Records from an annotation dataset
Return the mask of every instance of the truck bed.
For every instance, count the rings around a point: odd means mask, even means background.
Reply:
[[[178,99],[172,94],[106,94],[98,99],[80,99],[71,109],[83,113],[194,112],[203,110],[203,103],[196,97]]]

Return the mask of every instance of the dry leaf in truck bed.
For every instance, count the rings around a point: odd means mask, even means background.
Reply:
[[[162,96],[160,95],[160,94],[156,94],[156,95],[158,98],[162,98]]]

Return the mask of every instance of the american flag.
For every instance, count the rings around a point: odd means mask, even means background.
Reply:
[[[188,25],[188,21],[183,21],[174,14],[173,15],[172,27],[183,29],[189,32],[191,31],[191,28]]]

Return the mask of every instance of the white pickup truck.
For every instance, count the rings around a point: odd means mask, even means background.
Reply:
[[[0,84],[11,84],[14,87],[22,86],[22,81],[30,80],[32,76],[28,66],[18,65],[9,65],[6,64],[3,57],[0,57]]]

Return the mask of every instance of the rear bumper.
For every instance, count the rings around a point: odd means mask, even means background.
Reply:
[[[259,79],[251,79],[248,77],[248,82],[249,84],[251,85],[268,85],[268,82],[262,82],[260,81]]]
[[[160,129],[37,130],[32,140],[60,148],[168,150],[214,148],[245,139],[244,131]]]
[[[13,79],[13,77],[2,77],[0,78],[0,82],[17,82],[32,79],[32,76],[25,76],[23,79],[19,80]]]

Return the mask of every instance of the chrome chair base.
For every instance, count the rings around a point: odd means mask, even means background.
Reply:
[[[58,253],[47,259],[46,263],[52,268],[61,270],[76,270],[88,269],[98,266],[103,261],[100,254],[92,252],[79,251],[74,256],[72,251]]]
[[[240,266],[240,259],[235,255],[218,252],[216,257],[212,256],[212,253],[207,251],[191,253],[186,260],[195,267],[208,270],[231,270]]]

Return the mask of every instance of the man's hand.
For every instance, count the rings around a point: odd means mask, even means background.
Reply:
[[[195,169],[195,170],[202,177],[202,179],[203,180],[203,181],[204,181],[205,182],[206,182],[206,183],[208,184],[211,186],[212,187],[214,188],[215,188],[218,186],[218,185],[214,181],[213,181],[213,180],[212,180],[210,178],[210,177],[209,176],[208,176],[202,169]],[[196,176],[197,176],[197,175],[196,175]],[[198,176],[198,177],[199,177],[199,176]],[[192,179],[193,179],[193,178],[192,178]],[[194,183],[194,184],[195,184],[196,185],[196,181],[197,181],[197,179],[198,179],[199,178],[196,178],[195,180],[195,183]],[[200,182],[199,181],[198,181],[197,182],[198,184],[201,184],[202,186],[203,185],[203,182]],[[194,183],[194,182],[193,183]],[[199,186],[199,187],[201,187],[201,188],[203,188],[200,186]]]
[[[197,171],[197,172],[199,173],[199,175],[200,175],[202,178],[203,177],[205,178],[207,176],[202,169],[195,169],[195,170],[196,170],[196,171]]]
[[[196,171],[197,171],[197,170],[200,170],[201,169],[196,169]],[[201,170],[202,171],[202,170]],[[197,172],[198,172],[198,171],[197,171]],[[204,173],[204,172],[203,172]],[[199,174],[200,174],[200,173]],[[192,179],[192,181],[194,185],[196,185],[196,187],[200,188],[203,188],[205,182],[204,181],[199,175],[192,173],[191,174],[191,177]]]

## Task instructions
Which lines of the material above contain the word "Return", matched with its exact case? Show each of those lines in full.

## Worked answer
Return the mask of every instance of the truck bed.
Return the mask of every instance of the dry leaf in truck bed.
Return the mask of every instance of the american flag.
Return the mask of every instance of the white pickup truck.
Return the mask of every instance of the rear bumper.
Return the mask of every instance of the chrome chair base.
Return the mask of every instance of the man's hand.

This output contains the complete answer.